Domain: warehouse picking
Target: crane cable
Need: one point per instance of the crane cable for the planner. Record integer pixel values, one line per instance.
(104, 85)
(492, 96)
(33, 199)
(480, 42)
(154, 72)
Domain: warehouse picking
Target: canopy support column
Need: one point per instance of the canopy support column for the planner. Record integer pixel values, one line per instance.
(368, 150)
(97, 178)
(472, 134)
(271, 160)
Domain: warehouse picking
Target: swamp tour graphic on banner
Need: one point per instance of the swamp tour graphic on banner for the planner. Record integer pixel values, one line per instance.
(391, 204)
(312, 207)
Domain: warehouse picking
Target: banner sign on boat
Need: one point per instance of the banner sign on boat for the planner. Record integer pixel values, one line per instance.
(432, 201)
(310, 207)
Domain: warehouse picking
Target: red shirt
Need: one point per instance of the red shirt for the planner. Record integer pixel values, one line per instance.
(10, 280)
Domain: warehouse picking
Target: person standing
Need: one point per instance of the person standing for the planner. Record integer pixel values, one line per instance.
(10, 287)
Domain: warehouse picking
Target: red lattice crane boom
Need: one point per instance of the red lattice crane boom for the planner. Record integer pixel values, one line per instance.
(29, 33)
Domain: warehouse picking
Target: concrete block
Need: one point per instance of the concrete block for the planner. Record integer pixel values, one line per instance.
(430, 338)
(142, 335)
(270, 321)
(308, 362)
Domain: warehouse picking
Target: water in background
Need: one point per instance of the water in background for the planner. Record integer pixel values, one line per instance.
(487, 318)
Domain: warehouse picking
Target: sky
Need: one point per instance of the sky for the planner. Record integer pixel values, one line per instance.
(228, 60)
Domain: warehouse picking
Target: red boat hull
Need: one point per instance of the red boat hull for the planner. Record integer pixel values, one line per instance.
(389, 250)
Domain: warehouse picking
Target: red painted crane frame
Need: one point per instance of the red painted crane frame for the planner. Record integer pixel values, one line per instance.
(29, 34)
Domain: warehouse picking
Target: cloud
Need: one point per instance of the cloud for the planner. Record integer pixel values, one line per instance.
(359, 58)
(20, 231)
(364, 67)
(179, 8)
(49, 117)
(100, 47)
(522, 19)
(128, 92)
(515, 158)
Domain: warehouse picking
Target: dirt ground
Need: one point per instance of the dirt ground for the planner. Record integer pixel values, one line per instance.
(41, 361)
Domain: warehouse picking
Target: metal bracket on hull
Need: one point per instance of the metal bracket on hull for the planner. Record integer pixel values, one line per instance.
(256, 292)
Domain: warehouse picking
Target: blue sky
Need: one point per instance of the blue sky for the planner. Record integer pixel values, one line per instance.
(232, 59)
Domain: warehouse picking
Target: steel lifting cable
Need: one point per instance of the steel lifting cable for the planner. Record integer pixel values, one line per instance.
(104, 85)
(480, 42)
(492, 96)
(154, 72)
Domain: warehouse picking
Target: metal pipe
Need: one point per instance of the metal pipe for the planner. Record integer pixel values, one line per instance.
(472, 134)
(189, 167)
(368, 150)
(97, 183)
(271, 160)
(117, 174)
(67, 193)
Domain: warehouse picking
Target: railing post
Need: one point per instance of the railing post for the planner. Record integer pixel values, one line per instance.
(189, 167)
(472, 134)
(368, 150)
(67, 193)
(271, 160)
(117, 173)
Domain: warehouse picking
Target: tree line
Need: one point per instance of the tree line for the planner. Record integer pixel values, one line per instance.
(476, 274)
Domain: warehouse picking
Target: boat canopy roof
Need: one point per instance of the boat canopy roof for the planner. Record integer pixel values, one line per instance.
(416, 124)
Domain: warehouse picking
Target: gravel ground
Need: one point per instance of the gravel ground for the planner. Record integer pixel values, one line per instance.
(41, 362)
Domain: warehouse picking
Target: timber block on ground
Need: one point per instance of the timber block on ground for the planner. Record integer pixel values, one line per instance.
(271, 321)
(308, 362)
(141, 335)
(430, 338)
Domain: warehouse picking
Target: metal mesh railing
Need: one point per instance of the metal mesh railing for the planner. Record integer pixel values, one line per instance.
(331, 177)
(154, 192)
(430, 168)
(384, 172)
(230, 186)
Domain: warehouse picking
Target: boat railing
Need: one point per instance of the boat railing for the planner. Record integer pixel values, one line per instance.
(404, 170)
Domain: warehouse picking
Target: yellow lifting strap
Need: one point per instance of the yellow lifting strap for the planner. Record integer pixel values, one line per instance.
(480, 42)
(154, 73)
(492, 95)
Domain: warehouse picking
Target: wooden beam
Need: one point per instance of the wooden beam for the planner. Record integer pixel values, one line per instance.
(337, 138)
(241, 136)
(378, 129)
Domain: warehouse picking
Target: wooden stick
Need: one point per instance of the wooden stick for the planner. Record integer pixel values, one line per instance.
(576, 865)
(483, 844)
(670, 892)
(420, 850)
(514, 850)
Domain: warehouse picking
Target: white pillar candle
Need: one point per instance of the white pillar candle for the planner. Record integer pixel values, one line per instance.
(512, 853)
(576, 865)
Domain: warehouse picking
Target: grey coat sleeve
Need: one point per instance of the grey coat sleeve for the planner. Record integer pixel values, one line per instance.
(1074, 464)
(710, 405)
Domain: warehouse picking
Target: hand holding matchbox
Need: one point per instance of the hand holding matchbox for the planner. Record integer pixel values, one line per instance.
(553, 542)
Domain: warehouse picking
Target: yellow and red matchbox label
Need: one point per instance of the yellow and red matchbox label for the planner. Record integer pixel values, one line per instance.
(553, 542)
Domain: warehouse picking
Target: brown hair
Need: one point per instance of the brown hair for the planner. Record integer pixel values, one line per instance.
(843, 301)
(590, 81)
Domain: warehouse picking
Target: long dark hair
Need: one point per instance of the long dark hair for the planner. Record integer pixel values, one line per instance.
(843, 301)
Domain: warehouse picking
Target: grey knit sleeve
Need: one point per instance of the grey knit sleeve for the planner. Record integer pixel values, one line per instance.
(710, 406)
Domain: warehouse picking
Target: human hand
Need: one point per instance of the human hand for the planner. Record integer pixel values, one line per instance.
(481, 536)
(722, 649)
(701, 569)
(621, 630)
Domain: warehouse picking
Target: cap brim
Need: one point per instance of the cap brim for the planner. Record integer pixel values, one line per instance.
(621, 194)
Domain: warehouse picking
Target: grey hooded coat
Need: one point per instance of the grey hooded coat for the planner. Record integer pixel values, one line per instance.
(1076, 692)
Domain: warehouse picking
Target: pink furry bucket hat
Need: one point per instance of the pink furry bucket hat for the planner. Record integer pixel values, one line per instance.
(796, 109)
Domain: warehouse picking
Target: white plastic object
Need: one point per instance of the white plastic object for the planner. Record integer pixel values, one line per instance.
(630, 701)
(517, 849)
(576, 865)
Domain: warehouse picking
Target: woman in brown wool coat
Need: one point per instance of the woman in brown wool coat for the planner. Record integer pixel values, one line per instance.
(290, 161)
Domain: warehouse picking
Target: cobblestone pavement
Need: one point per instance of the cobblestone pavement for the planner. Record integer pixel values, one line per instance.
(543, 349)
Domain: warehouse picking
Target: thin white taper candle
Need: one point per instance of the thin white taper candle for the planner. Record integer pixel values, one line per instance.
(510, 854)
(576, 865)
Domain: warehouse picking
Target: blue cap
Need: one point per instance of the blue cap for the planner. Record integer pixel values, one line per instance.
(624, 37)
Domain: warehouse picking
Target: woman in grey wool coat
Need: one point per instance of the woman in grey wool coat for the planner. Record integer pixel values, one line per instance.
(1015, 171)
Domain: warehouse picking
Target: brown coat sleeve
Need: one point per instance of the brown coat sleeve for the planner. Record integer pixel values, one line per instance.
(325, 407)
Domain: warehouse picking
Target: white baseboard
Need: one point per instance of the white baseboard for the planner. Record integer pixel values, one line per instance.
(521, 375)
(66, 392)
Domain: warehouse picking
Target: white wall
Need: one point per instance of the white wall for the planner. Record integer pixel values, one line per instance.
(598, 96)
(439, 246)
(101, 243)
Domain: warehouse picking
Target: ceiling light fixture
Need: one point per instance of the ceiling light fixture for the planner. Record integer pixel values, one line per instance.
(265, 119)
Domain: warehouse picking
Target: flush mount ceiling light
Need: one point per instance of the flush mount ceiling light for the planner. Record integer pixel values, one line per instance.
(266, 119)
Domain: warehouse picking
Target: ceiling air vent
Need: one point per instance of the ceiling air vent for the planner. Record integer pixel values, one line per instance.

──────────────────────────────

◆ Written instruction
Pick out every line of the material that contains the string "thin", matching case exactly.

◆ Response to the task
Target: thin white taper candle
Need: one point per instance of the thin white taper candle for the planner. Record integer pixel values, one line per instance.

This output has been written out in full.